_Work to complete_.
Copy out verbatim the portion of the material below that begins with the line containing "[output] one dot per instance, form <point>103,133</point>." and ends with the line containing "<point>81,166</point>", including both of those lines.
—————
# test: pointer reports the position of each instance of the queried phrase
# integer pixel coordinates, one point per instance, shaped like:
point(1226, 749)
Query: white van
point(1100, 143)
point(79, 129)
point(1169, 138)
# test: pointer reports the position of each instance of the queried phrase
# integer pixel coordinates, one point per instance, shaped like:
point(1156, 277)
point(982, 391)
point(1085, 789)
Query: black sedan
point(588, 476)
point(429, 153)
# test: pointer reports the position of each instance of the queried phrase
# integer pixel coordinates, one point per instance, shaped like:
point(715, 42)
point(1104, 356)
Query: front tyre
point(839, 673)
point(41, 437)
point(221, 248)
—————
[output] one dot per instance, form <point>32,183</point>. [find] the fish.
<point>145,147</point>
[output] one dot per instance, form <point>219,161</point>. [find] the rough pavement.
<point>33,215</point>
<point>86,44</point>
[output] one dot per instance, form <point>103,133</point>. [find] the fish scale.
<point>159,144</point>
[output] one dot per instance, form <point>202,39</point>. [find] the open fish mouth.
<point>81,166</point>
—————
_Solution below_.
[output] one dot per instance, form <point>103,133</point>. [find] the fish scale.
<point>159,144</point>
[output] one dot per instance, form <point>202,39</point>. [find] the open fish mouth.
<point>81,166</point>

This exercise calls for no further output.